§ **Records**

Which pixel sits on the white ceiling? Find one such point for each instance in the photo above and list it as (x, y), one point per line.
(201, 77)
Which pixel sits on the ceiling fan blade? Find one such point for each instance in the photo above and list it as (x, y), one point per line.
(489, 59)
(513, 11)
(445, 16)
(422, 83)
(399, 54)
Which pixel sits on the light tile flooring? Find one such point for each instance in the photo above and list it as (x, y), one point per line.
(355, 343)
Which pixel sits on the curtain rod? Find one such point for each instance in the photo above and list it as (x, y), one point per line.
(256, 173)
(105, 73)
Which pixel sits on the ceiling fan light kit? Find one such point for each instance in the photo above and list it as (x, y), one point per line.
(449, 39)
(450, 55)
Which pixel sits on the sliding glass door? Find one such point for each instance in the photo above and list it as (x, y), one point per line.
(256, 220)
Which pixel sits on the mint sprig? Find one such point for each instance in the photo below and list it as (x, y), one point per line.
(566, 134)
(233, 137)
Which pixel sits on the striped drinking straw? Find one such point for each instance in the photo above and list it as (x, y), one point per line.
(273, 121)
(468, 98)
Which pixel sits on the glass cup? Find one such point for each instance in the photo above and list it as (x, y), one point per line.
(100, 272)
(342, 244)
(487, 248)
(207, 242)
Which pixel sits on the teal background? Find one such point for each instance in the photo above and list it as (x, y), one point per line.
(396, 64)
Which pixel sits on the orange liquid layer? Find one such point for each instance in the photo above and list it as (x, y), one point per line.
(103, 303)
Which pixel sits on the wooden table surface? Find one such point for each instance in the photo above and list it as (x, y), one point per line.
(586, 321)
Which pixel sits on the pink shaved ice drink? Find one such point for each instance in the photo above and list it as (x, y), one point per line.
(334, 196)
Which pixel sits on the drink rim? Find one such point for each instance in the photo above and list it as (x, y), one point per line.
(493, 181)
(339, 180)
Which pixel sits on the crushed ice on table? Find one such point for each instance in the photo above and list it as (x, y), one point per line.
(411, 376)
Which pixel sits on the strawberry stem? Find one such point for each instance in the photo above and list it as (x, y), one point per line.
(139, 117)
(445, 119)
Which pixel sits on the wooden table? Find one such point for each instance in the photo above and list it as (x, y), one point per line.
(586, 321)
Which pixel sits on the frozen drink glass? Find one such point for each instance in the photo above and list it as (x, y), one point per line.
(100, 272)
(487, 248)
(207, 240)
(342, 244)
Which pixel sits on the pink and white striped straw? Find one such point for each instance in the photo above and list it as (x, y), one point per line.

§ **Aim of the task**
Please retype all of the items above word for word, without changing anything.

§ **Answer for this exercise**
Which pixel sits on the white ceiling? Find one such point for each instance in the photo above and list it as (x, y), one point per line.
(201, 77)
Which pixel sits on the ceiling fan blade? Find one such point for each instance in the photo above and list it as (x, y), one point per line.
(489, 59)
(513, 11)
(445, 16)
(422, 83)
(399, 54)
Which pixel sits on the light tile flooring? Find one such point for each instance in the photo above and list it as (x, y), one point per line.
(355, 343)
Which pixel sits on the curtain rod? Find one such point for each instance in the photo above and list it as (x, y), one point per line.
(256, 173)
(105, 73)
Which pixel sits on the ceiling fan light kit? Find one such point for each instance in the photo above and list it as (x, y), one point per line.
(449, 39)
(450, 55)
Which pixel sits on the sliding glass door? Find one such point for each instance in the photo above and list it as (x, y), one point per line.
(256, 220)
Which pixel sits on the mint sprig? Find one such point for each instance in the photo below and list it as (x, y), one point per line.
(566, 134)
(233, 137)
Which pixel sits on the striped drinking straw? Find one such point for each instance in the photo above and list it as (x, y), one point per line.
(273, 121)
(468, 98)
Which pixel sits on the glass cup? Find one such point for each instance in the photo above and list it as (x, y), one point per line.
(100, 272)
(342, 244)
(487, 248)
(207, 242)
Which pixel sits on the teal background? Find one such point for each instance in the photo above and list it as (x, y), one point per line.
(396, 64)
Which pixel sits on the orange liquid layer? Find one such point for each instance in the photo above and list it as (x, y), one point per line.
(103, 303)
Which pixel sits on the wooden table surface? Find one such point for each instance in the photo above and list it as (x, y), one point per line.
(586, 321)
Which pixel sits on the pink shaved ice drink? Find one such point for each instance in the photo above and list it as (x, y), one point per line.
(334, 196)
Which pixel sits on the drink rim? Find one such point for each instance in the photo above and list it as (x, y), one point per line.
(493, 181)
(339, 180)
Which pixel sits on the crushed ice on table? Find one such point for each instance in the photo above and list it as (x, y), one point per line.
(411, 376)
Which pixel sits on the strawberry stem? Find one such point for each instance in the photo above and list it as (x, y), one point per line.
(139, 117)
(445, 119)
Which pixel sits on the wooden table? Find one such point for each instance in the photo above and list it as (x, y), one point per line.
(586, 321)
Which pixel sits on the frozen drink glass? Find one such point for each instance in the photo above and list it as (x, y), one point per line.
(100, 272)
(487, 248)
(207, 240)
(342, 244)
Which pixel sits on the pink and white striped straw? Find one such point for each instance in the photo above and list it as (x, y), one point per line.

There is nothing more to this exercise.